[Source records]
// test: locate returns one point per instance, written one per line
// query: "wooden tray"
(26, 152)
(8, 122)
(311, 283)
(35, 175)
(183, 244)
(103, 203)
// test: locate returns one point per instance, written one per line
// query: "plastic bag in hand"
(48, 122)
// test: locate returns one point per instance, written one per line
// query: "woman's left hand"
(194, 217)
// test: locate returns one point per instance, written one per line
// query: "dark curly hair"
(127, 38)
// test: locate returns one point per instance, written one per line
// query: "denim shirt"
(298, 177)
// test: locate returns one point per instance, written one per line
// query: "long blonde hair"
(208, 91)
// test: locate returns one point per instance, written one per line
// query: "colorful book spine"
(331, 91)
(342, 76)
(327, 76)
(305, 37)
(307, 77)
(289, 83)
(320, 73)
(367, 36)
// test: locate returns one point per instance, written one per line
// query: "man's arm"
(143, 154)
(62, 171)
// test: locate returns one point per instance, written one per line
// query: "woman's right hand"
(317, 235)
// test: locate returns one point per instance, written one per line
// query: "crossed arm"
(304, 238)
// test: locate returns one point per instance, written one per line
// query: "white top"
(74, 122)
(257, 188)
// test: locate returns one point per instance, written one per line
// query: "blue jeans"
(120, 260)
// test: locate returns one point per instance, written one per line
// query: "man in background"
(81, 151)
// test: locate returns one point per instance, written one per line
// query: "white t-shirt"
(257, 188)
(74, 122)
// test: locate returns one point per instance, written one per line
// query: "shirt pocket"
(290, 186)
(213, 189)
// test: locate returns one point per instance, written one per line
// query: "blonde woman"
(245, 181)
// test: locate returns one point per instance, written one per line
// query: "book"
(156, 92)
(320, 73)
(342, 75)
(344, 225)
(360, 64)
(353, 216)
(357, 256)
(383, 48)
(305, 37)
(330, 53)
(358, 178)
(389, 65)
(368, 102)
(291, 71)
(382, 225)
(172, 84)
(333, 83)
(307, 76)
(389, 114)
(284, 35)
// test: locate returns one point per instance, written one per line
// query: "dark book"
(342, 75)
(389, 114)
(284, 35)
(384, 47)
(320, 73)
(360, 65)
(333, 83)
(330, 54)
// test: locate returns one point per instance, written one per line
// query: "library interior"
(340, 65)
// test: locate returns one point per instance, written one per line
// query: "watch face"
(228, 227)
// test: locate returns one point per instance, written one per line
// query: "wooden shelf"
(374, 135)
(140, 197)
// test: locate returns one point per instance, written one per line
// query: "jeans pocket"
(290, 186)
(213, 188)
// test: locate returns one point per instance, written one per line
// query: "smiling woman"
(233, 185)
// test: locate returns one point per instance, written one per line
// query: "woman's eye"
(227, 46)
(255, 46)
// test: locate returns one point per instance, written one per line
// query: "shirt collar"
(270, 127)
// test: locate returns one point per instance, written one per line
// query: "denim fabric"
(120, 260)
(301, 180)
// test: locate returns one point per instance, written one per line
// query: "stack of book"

* **EXERCISE**:
Each line above should be copied exactly, with no line missing.

* **SOLUTION FOR THIS EXERCISE**:
// test: locate returns one point per instance, written one per line
// query: "wooden tray"
(26, 152)
(8, 122)
(311, 283)
(35, 175)
(183, 244)
(103, 203)
// test: locate returns one point per instance, written one per line
// query: "plastic bag in hand"
(48, 122)
// test: locate returns one point per instance, written one per line
// query: "woman's left hand"
(194, 217)
// test: locate returns one point per instance, written one per line
// query: "dark curly hair"
(127, 38)
// test: locate returns one point per instance, written one per line
// query: "denim shirt"
(298, 177)
// test: locate returns one point per instance, written one per line
// query: "long blonde hair"
(208, 91)
// test: locate returns one point per instance, written one per line
// query: "colorful book spine"
(331, 91)
(342, 76)
(327, 76)
(305, 37)
(307, 77)
(289, 83)
(320, 73)
(367, 36)
// test: locate returns one point per instance, written one per line
// query: "man's arm"
(143, 154)
(62, 171)
// test: locate returns one point per instance, written one per line
// query: "woman's right hand"
(317, 235)
// test: locate returns one point per instance, written one per line
// query: "crossed arm"
(304, 238)
// test: locate returns one point per instance, written one per line
// query: "white top"
(74, 122)
(257, 188)
// test: locate returns one point per instance, written one per line
// query: "blue jeans"
(120, 260)
// test: locate returns one point per instance, written one per line
// query: "man in background"
(81, 151)
// test: locate returns one point per instance, written one per line
// query: "white t-shirt"
(257, 188)
(74, 122)
// test: locate returns one point per instance, written one per line
// query: "shirt pocket"
(290, 186)
(213, 189)
// test: locate returns one point per instance, written one per line
// query: "blonde woman"
(245, 181)
// test: locate returns one point per instance, written one per line
// query: "book"
(156, 92)
(320, 73)
(342, 75)
(344, 225)
(360, 64)
(353, 216)
(357, 256)
(383, 48)
(305, 37)
(330, 53)
(358, 178)
(389, 65)
(368, 102)
(291, 71)
(382, 225)
(172, 84)
(333, 83)
(307, 76)
(389, 114)
(284, 35)
// test: locate returns one point per instance, written one per line
// query: "dark book"
(342, 75)
(389, 114)
(284, 35)
(384, 47)
(320, 73)
(360, 65)
(333, 83)
(330, 54)
// test: locate returns one point per instance, written one per line
// query: "library interior"
(340, 65)
// test: locate returns one point per instance, written one per line
// query: "watch face"
(228, 227)
// test: locate returns one point per instance, written one per line
// query: "wooden shelf"
(374, 135)
(140, 197)
// test: locate returns one point per instance, written one per line
// query: "jeans pocket"
(290, 186)
(213, 188)
// test: locate returns one point per instance, written one per line
// query: "smiling woman"
(233, 185)
// test: locate returns one point per instance, written one per line
// query: "woman's eye"
(227, 46)
(255, 46)
// test: locate returns one point per instance, written one per line
// query: "shirt collar"
(270, 127)
// test: locate returns one point per instance, written one per line
// query: "denim fabric"
(120, 260)
(301, 180)
// test: locate returns one point per instance, written one per line
// query: "stack of book"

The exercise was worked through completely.